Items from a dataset
:::

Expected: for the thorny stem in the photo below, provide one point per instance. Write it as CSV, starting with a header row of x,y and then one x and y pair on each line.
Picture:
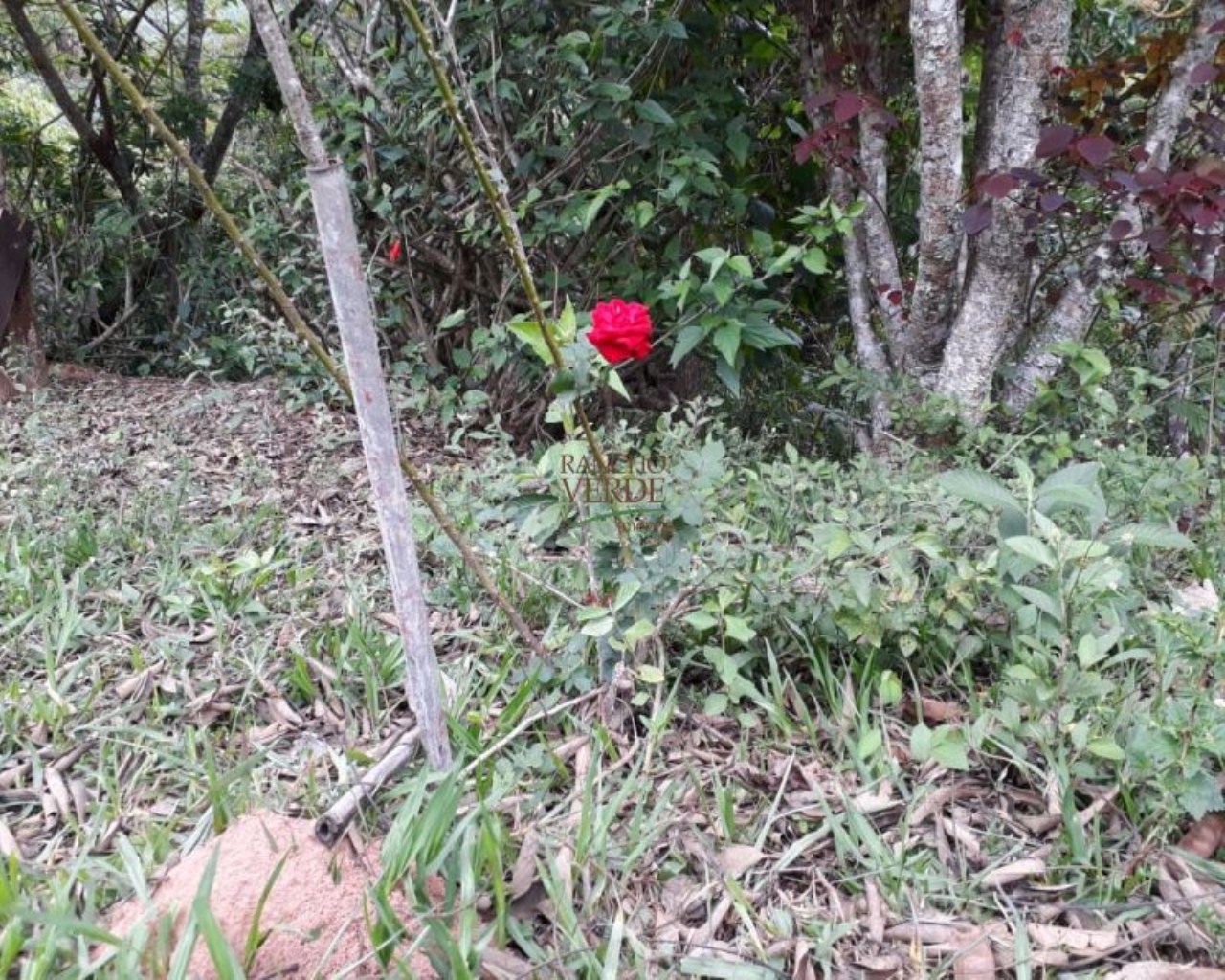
x,y
291,313
494,184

:::

--- WHAT TO WORK ON ---
Output the entries above as a two-column CSV with the header row request,answer and one row per entry. Put each entry's text and its answer in separate quoted fields with line breaks replaced by spaces, and omit the pictures.

--- RESPONSE TO THIS EXERCISE ---
request,answer
"Expected: for the thorny stem in the photo below, provide one point per instance. Write it as CSV, starting with a header row of x,y and then one x and y pair on each line. Picture:","x,y 291,313 494,184"